• Given instruction
Which lines in the entries below contain the word "fire"? Collect each of them and copy it out in full.

• Dataset content
* * *

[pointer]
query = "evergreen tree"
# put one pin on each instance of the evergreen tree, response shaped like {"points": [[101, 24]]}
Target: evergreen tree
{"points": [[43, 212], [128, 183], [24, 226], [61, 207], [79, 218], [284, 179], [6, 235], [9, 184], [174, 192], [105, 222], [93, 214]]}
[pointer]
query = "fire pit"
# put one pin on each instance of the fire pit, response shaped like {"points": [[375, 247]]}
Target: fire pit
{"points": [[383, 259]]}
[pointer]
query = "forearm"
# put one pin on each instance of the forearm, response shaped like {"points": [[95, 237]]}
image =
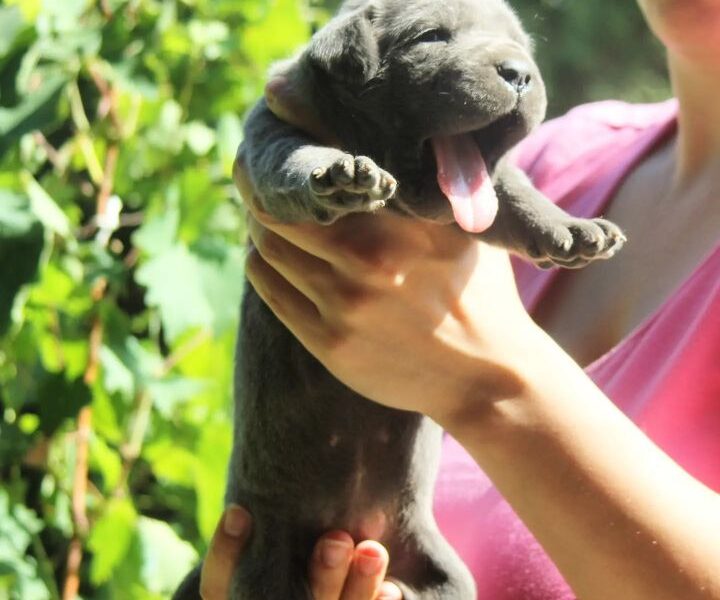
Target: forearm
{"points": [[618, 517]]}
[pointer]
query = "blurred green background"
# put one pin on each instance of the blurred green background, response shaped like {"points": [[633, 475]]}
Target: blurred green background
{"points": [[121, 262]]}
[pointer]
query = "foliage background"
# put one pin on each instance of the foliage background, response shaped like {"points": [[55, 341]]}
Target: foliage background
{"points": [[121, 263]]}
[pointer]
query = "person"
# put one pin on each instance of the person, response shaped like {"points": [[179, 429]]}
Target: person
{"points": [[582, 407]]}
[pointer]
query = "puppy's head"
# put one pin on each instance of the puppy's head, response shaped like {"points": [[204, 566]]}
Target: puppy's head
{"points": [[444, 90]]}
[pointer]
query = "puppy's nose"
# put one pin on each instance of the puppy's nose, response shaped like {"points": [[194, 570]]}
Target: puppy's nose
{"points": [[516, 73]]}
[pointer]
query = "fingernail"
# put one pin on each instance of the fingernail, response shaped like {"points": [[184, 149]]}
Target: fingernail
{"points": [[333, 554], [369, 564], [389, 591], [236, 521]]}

* * *

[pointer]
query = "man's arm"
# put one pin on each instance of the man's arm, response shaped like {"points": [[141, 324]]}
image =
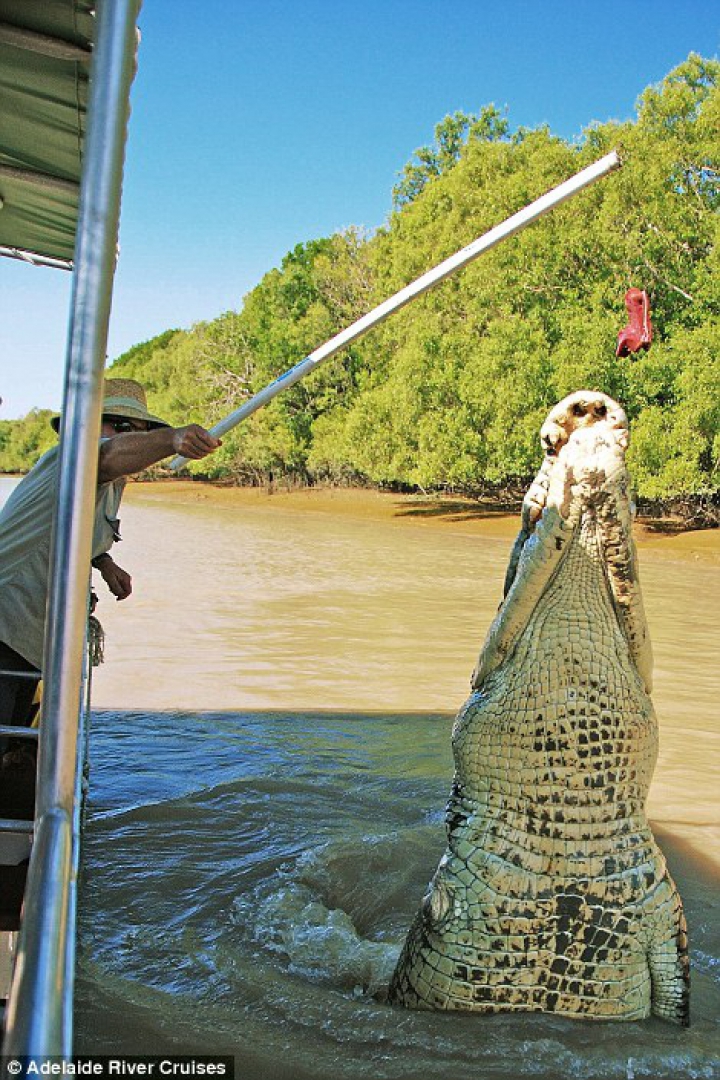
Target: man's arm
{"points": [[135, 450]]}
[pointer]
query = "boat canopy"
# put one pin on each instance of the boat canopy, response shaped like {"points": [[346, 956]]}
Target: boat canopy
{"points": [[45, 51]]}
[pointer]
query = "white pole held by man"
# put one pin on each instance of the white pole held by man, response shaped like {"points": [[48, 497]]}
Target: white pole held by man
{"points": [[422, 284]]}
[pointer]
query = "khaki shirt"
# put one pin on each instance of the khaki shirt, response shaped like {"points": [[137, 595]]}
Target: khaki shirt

* * *

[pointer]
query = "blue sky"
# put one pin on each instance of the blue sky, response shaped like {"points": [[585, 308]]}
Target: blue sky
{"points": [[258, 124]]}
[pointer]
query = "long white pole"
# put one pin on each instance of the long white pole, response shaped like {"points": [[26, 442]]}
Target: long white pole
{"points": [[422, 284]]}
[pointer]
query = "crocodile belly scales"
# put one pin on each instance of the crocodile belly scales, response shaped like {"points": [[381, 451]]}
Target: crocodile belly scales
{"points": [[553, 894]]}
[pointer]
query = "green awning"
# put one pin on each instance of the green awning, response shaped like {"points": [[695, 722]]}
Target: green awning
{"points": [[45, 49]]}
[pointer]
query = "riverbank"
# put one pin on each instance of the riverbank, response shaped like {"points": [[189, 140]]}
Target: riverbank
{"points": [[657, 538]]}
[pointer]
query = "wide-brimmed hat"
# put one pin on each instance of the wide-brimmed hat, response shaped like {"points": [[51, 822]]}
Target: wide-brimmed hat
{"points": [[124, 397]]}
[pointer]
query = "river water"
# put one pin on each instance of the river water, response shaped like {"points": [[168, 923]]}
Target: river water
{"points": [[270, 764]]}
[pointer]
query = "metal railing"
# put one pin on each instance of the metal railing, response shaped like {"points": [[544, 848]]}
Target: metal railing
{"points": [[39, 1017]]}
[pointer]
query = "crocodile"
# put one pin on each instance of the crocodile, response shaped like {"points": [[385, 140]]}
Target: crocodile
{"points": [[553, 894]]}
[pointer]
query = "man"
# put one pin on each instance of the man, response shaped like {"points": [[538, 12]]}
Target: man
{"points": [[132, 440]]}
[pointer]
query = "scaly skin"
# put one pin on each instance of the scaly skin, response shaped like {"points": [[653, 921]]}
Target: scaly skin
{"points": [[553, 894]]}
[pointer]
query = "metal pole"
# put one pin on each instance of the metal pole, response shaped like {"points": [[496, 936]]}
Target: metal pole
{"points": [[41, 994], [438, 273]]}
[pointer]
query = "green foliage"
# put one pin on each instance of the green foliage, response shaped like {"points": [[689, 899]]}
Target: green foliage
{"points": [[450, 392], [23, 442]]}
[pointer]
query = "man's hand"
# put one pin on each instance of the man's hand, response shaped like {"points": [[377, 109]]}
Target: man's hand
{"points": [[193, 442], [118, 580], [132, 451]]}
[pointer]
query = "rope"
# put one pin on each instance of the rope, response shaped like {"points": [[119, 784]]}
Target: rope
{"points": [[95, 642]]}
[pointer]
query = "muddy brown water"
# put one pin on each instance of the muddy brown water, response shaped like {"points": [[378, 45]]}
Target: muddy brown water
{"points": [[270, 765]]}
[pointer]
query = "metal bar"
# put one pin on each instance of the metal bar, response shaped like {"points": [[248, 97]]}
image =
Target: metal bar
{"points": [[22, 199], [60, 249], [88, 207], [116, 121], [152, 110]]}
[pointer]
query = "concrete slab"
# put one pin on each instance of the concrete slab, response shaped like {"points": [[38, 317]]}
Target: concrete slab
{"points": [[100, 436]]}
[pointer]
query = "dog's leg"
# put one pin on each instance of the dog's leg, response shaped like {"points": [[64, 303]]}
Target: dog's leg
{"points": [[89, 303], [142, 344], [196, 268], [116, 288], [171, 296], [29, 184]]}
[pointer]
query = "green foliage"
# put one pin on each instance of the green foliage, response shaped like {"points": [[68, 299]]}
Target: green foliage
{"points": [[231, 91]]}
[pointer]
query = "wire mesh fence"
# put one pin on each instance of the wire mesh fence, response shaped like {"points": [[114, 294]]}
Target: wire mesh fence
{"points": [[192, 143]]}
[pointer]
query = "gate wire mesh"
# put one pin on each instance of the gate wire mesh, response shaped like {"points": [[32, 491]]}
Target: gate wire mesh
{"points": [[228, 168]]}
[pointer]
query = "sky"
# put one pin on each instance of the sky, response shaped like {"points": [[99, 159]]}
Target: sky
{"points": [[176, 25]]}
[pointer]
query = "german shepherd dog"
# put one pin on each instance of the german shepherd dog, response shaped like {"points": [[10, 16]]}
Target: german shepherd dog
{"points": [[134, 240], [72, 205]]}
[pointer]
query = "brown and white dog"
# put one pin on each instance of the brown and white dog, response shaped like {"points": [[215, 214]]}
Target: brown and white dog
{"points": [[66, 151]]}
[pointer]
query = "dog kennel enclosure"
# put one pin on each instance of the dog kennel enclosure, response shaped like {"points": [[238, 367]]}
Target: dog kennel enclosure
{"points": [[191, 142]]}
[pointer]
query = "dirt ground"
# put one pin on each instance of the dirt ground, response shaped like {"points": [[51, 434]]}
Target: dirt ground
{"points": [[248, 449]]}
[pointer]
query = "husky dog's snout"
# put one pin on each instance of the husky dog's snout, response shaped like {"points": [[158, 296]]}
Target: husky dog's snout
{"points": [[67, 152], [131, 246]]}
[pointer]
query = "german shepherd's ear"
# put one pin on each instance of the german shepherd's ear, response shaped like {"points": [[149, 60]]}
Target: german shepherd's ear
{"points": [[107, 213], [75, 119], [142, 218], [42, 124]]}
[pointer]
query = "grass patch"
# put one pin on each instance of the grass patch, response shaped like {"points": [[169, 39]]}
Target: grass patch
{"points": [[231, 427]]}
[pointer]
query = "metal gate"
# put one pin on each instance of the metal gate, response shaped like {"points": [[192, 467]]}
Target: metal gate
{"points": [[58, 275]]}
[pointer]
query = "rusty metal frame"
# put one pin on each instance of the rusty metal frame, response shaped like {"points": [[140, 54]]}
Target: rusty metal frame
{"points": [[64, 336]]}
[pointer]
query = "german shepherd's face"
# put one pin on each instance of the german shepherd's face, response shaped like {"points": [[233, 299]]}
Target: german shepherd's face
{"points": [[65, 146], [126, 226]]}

* * *

• Exercise solution
query = "fire pit"
# put one pin on each instance of the fire pit, response shaped like {"points": [[375, 247]]}
Target: fire pit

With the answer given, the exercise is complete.